What to work on: In the records below, find the line containing "of the shoe."; give it again exactly, along with every line that follows, and nothing else.

Excerpted data:
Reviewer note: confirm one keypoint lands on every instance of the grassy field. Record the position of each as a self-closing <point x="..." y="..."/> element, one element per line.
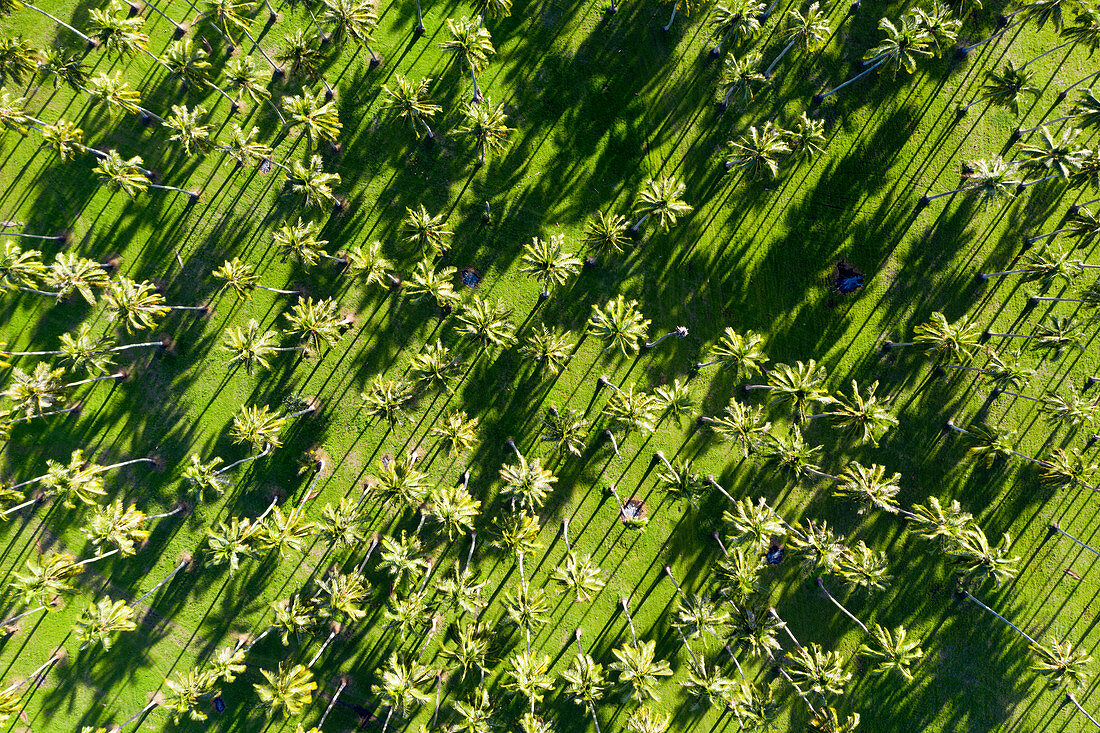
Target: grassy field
<point x="598" y="104"/>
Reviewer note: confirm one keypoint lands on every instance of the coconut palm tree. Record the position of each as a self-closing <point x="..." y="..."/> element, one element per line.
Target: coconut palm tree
<point x="472" y="45"/>
<point x="426" y="232"/>
<point x="619" y="324"/>
<point x="805" y="32"/>
<point x="352" y="20"/>
<point x="485" y="324"/>
<point x="801" y="386"/>
<point x="549" y="349"/>
<point x="578" y="572"/>
<point x="286" y="691"/>
<point x="585" y="680"/>
<point x="318" y="118"/>
<point x="735" y="24"/>
<point x="606" y="233"/>
<point x="941" y="338"/>
<point x="400" y="687"/>
<point x="862" y="419"/>
<point x="387" y="400"/>
<point x="317" y="323"/>
<point x="904" y="44"/>
<point x="990" y="182"/>
<point x="1053" y="157"/>
<point x="1007" y="88"/>
<point x="661" y="199"/>
<point x="100" y="622"/>
<point x="639" y="670"/>
<point x="486" y="126"/>
<point x="547" y="261"/>
<point x="526" y="481"/>
<point x="310" y="182"/>
<point x="739" y="80"/>
<point x="758" y="152"/>
<point x="410" y="102"/>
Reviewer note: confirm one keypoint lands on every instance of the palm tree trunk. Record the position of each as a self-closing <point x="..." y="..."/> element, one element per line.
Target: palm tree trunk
<point x="767" y="73"/>
<point x="966" y="50"/>
<point x="675" y="7"/>
<point x="1045" y="53"/>
<point x="152" y="590"/>
<point x="1043" y="124"/>
<point x="1037" y="298"/>
<point x="265" y="451"/>
<point x="332" y="702"/>
<point x="473" y="76"/>
<point x="634" y="636"/>
<point x="419" y="20"/>
<point x="1057" y="527"/>
<point x="90" y="42"/>
<point x="97" y="558"/>
<point x="23" y="236"/>
<point x="851" y="80"/>
<point x="178" y="190"/>
<point x="117" y="375"/>
<point x="1012" y="625"/>
<point x="821" y="583"/>
<point x="14" y="509"/>
<point x="8" y="622"/>
<point x="987" y="275"/>
<point x="1073" y="698"/>
<point x="124" y="463"/>
<point x="143" y="345"/>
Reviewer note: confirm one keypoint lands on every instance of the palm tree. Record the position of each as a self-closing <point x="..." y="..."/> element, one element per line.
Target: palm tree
<point x="527" y="481"/>
<point x="353" y="20"/>
<point x="758" y="152"/>
<point x="585" y="681"/>
<point x="472" y="44"/>
<point x="318" y="323"/>
<point x="100" y="622"/>
<point x="861" y="418"/>
<point x="800" y="386"/>
<point x="318" y="118"/>
<point x="411" y="102"/>
<point x="310" y="182"/>
<point x="241" y="276"/>
<point x="287" y="691"/>
<point x="399" y="687"/>
<point x="743" y="353"/>
<point x="547" y="261"/>
<point x="892" y="651"/>
<point x="549" y="349"/>
<point x="252" y="348"/>
<point x="486" y="124"/>
<point x="387" y="400"/>
<point x="426" y="232"/>
<point x="639" y="670"/>
<point x="485" y="324"/>
<point x="1007" y="88"/>
<point x="936" y="336"/>
<point x="660" y="198"/>
<point x="735" y="24"/>
<point x="807" y="32"/>
<point x="990" y="181"/>
<point x="903" y="45"/>
<point x="565" y="430"/>
<point x="606" y="233"/>
<point x="619" y="324"/>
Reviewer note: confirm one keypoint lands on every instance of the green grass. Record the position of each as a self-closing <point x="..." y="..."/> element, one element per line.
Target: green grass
<point x="600" y="104"/>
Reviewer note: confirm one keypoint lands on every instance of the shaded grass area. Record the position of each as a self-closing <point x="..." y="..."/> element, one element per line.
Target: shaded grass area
<point x="600" y="102"/>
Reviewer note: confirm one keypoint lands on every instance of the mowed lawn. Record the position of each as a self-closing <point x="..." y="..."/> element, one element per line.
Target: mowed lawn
<point x="598" y="105"/>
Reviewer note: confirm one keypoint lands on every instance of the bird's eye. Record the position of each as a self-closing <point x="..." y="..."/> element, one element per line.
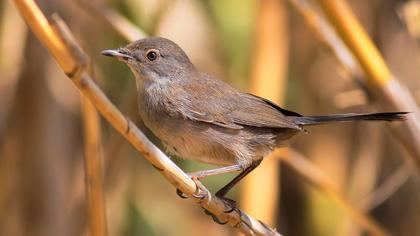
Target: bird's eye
<point x="152" y="55"/>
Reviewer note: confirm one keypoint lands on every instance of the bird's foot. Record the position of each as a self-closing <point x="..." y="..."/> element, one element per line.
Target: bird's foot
<point x="231" y="206"/>
<point x="201" y="192"/>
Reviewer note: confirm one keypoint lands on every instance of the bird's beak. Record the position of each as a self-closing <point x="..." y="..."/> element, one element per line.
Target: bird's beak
<point x="118" y="53"/>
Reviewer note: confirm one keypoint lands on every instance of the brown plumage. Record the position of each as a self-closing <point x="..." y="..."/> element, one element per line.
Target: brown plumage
<point x="201" y="118"/>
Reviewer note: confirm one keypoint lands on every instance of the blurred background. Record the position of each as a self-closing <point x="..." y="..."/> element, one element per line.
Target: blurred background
<point x="262" y="46"/>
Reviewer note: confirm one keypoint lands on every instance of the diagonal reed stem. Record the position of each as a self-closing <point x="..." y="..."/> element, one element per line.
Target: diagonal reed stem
<point x="59" y="41"/>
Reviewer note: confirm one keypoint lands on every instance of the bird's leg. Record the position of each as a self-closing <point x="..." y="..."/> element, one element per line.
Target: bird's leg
<point x="223" y="191"/>
<point x="218" y="171"/>
<point x="204" y="173"/>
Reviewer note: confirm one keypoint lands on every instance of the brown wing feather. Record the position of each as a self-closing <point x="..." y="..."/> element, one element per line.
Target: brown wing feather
<point x="213" y="101"/>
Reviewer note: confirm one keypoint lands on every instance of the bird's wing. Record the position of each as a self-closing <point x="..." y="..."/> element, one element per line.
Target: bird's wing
<point x="213" y="101"/>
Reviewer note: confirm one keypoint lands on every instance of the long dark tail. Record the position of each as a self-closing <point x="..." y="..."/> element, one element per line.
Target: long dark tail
<point x="320" y="120"/>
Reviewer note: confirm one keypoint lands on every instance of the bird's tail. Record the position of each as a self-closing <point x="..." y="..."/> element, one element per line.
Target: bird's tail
<point x="320" y="120"/>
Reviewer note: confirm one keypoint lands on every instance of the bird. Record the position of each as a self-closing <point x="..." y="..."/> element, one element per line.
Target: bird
<point x="201" y="118"/>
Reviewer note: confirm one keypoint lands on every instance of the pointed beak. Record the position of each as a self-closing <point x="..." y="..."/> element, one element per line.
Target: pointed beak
<point x="118" y="53"/>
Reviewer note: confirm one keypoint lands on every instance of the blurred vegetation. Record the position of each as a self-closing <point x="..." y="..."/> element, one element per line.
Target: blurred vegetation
<point x="42" y="188"/>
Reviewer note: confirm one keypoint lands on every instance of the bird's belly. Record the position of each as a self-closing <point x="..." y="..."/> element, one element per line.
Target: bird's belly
<point x="193" y="141"/>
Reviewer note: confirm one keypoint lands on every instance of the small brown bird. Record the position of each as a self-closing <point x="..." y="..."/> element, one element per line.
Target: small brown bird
<point x="201" y="118"/>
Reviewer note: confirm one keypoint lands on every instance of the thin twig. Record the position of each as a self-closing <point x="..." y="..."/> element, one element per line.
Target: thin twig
<point x="318" y="178"/>
<point x="69" y="61"/>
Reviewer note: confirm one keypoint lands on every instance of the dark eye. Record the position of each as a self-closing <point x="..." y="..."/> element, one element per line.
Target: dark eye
<point x="152" y="55"/>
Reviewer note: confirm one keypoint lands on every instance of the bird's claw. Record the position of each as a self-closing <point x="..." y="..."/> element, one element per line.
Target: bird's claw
<point x="181" y="194"/>
<point x="228" y="202"/>
<point x="214" y="217"/>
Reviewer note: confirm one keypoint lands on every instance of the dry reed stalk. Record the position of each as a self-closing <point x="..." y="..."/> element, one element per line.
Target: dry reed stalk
<point x="380" y="78"/>
<point x="319" y="179"/>
<point x="94" y="170"/>
<point x="57" y="38"/>
<point x="260" y="190"/>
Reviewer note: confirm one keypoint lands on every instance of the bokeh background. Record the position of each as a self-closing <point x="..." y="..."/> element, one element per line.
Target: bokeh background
<point x="262" y="46"/>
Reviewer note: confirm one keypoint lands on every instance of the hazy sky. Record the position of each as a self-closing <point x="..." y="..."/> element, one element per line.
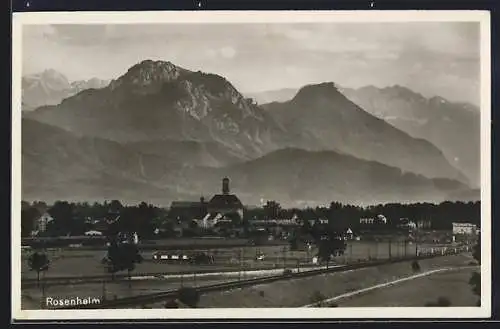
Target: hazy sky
<point x="431" y="58"/>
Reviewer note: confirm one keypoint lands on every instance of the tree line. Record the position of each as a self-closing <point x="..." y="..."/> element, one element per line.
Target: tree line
<point x="143" y="218"/>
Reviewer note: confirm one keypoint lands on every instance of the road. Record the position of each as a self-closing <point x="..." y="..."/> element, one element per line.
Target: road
<point x="372" y="300"/>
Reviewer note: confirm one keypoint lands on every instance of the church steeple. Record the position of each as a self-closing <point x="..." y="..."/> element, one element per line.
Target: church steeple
<point x="225" y="185"/>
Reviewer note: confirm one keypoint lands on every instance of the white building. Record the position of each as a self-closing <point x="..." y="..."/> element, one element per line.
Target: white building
<point x="93" y="233"/>
<point x="464" y="228"/>
<point x="42" y="222"/>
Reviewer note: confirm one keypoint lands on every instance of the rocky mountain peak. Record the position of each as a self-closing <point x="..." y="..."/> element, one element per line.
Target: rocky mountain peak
<point x="322" y="90"/>
<point x="149" y="74"/>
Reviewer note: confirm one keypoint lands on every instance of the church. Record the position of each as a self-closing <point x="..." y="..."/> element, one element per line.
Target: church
<point x="224" y="204"/>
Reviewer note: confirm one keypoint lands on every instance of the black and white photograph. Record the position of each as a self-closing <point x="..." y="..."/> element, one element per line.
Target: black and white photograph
<point x="251" y="164"/>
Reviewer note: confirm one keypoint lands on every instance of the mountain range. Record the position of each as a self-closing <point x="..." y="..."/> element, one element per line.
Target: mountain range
<point x="160" y="133"/>
<point x="452" y="127"/>
<point x="51" y="87"/>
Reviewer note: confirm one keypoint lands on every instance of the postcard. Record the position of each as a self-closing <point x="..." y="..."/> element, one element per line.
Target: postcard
<point x="240" y="164"/>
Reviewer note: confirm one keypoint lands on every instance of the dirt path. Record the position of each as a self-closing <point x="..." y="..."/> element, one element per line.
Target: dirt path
<point x="386" y="285"/>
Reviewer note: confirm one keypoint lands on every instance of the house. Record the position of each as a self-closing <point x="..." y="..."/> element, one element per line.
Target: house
<point x="93" y="233"/>
<point x="348" y="235"/>
<point x="406" y="224"/>
<point x="188" y="209"/>
<point x="379" y="219"/>
<point x="42" y="222"/>
<point x="225" y="203"/>
<point x="424" y="224"/>
<point x="464" y="229"/>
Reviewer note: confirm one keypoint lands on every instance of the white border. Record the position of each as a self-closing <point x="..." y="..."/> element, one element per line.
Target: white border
<point x="483" y="17"/>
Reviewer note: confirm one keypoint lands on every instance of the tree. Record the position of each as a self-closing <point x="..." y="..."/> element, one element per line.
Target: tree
<point x="272" y="209"/>
<point x="62" y="212"/>
<point x="330" y="246"/>
<point x="38" y="262"/>
<point x="28" y="216"/>
<point x="123" y="256"/>
<point x="475" y="279"/>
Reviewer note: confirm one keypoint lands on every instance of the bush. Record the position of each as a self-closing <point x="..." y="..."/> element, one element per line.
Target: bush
<point x="189" y="296"/>
<point x="317" y="297"/>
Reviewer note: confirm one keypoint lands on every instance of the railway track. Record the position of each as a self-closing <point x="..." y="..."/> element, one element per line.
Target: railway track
<point x="53" y="281"/>
<point x="163" y="296"/>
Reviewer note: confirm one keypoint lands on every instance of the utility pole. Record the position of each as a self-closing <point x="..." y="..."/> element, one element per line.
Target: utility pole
<point x="239" y="272"/>
<point x="284" y="257"/>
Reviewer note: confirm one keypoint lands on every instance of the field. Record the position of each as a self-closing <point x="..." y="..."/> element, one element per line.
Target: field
<point x="453" y="286"/>
<point x="80" y="263"/>
<point x="84" y="263"/>
<point x="300" y="292"/>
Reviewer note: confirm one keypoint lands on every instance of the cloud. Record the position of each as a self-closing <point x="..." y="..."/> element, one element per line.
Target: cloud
<point x="422" y="56"/>
<point x="228" y="52"/>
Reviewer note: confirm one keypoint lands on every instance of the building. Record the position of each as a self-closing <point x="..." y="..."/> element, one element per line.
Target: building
<point x="380" y="219"/>
<point x="42" y="222"/>
<point x="406" y="224"/>
<point x="464" y="229"/>
<point x="188" y="209"/>
<point x="424" y="224"/>
<point x="225" y="203"/>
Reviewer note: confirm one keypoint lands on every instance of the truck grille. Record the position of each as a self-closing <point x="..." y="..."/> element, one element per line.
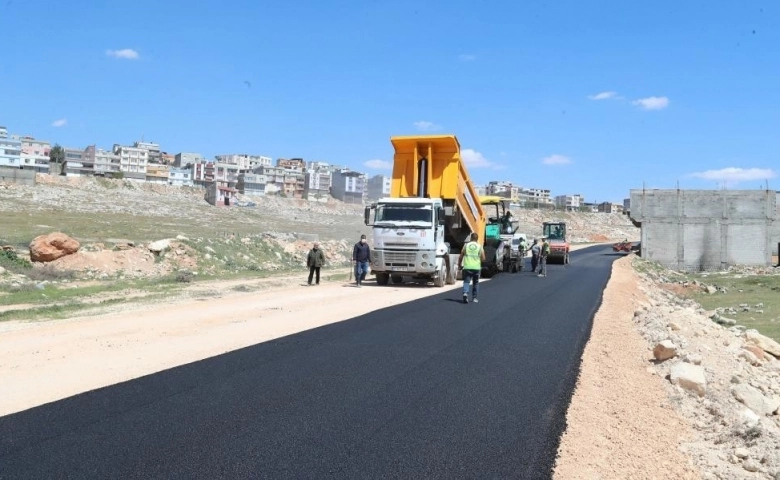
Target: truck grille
<point x="400" y="259"/>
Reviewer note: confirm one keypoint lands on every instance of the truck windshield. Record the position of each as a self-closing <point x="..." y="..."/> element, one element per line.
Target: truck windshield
<point x="404" y="213"/>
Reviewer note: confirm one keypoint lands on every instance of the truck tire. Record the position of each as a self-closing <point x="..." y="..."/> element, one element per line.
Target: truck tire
<point x="489" y="267"/>
<point x="441" y="279"/>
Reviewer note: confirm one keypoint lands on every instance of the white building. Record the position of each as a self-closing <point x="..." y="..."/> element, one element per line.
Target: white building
<point x="379" y="186"/>
<point x="244" y="161"/>
<point x="569" y="202"/>
<point x="132" y="161"/>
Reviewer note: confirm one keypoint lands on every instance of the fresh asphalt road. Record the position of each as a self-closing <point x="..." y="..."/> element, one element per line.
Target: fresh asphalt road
<point x="427" y="389"/>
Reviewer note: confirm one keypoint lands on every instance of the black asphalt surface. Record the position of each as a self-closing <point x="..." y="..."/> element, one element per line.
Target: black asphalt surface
<point x="427" y="389"/>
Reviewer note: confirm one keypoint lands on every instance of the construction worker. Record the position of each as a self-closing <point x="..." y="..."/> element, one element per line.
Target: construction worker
<point x="545" y="251"/>
<point x="536" y="249"/>
<point x="470" y="262"/>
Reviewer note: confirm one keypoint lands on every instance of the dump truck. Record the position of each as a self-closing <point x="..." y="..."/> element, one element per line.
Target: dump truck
<point x="555" y="232"/>
<point x="433" y="207"/>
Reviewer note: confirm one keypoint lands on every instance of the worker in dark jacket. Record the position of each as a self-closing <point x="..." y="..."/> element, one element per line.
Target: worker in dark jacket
<point x="361" y="256"/>
<point x="315" y="260"/>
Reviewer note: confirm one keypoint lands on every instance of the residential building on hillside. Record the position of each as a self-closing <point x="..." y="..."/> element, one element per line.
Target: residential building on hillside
<point x="167" y="158"/>
<point x="203" y="173"/>
<point x="348" y="186"/>
<point x="220" y="195"/>
<point x="569" y="202"/>
<point x="180" y="176"/>
<point x="317" y="185"/>
<point x="154" y="154"/>
<point x="244" y="161"/>
<point x="105" y="163"/>
<point x="609" y="207"/>
<point x="378" y="187"/>
<point x="251" y="183"/>
<point x="290" y="183"/>
<point x="535" y="197"/>
<point x="297" y="164"/>
<point x="35" y="154"/>
<point x="77" y="164"/>
<point x="157" y="173"/>
<point x="132" y="161"/>
<point x="10" y="149"/>
<point x="183" y="159"/>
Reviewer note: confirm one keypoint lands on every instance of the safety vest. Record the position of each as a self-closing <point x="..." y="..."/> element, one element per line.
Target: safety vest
<point x="471" y="260"/>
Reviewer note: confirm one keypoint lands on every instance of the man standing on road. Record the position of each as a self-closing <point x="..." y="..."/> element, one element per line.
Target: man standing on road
<point x="361" y="256"/>
<point x="543" y="257"/>
<point x="315" y="260"/>
<point x="536" y="249"/>
<point x="470" y="262"/>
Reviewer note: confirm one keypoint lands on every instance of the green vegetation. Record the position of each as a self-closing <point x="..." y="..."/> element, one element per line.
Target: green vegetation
<point x="750" y="290"/>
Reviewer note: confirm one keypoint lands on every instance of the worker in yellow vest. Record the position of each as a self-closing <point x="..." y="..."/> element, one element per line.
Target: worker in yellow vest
<point x="470" y="263"/>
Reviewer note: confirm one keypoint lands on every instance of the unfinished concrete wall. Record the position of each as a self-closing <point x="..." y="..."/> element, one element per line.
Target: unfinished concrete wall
<point x="17" y="175"/>
<point x="698" y="230"/>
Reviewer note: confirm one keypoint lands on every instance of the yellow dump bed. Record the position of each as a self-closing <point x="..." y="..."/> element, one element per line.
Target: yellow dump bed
<point x="437" y="158"/>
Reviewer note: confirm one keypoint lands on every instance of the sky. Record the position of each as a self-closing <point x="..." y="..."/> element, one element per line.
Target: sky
<point x="579" y="97"/>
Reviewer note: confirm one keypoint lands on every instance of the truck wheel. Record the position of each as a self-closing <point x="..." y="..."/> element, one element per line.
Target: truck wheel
<point x="441" y="278"/>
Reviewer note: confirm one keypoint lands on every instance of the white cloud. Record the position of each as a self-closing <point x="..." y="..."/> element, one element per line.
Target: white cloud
<point x="425" y="126"/>
<point x="732" y="175"/>
<point x="377" y="164"/>
<point x="652" y="103"/>
<point x="556" y="159"/>
<point x="474" y="159"/>
<point x="603" y="96"/>
<point x="126" y="53"/>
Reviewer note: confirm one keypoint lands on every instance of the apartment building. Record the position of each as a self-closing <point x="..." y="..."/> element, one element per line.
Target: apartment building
<point x="317" y="185"/>
<point x="184" y="158"/>
<point x="35" y="154"/>
<point x="245" y="161"/>
<point x="378" y="187"/>
<point x="157" y="173"/>
<point x="10" y="149"/>
<point x="348" y="186"/>
<point x="571" y="203"/>
<point x="180" y="176"/>
<point x="132" y="161"/>
<point x="252" y="183"/>
<point x="105" y="163"/>
<point x="297" y="164"/>
<point x="609" y="207"/>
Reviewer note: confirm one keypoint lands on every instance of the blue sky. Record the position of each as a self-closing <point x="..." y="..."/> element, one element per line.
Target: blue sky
<point x="589" y="97"/>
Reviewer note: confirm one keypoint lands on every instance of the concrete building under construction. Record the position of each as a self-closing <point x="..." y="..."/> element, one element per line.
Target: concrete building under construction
<point x="706" y="230"/>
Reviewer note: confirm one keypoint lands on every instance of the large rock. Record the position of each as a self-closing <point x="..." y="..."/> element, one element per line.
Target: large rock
<point x="764" y="343"/>
<point x="689" y="377"/>
<point x="50" y="247"/>
<point x="752" y="398"/>
<point x="665" y="350"/>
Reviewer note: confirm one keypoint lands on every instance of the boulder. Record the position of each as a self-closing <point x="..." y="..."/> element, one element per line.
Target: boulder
<point x="665" y="350"/>
<point x="50" y="247"/>
<point x="764" y="343"/>
<point x="689" y="377"/>
<point x="159" y="246"/>
<point x="752" y="398"/>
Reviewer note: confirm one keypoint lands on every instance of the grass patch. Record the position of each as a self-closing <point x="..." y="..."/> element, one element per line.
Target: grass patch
<point x="750" y="290"/>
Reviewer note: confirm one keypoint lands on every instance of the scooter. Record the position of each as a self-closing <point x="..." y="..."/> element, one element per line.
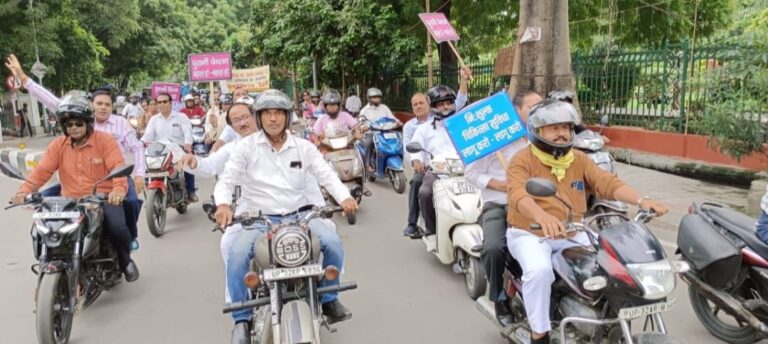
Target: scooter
<point x="458" y="204"/>
<point x="599" y="288"/>
<point x="348" y="164"/>
<point x="387" y="153"/>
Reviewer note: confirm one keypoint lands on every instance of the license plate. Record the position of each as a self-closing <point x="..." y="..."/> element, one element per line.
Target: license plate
<point x="636" y="312"/>
<point x="56" y="215"/>
<point x="289" y="273"/>
<point x="462" y="187"/>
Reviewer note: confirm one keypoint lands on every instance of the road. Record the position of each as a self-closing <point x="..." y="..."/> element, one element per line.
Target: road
<point x="405" y="295"/>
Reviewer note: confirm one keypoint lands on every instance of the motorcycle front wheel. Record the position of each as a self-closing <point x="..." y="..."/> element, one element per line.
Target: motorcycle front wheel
<point x="156" y="212"/>
<point x="729" y="330"/>
<point x="54" y="316"/>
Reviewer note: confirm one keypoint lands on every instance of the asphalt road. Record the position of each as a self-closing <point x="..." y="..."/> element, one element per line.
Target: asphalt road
<point x="405" y="295"/>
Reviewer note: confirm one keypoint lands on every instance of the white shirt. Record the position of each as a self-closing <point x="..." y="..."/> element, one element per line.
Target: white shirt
<point x="480" y="172"/>
<point x="433" y="140"/>
<point x="373" y="112"/>
<point x="132" y="110"/>
<point x="177" y="128"/>
<point x="275" y="182"/>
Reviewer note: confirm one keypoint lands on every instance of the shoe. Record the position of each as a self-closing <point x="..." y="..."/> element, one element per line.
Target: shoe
<point x="503" y="314"/>
<point x="131" y="272"/>
<point x="334" y="312"/>
<point x="241" y="334"/>
<point x="134" y="245"/>
<point x="412" y="232"/>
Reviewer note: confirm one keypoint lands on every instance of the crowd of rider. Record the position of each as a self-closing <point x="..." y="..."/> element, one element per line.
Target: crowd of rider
<point x="280" y="173"/>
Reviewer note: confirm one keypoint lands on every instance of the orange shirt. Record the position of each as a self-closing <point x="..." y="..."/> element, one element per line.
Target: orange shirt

The answer:
Reviewer note: confirm one keypoint lands on every instance of the shoe. Record the position of each as a self-closing <point x="..." y="..."/> element, one element per line.
Target: shoe
<point x="503" y="314"/>
<point x="131" y="272"/>
<point x="334" y="312"/>
<point x="241" y="334"/>
<point x="134" y="245"/>
<point x="412" y="232"/>
Reviewer note: confirm one keypoint lands on every instance of the crowd of rider. Record the position of each as a self-closing <point x="..." y="..."/> element, one element per line.
Target: crowd of rider
<point x="280" y="173"/>
Reviewer note: confirm one keypoint lands on every instance of the orange shirt. Record the position of each as a self-closing <point x="..." y="..."/> element, one element per line.
Target: orange shirt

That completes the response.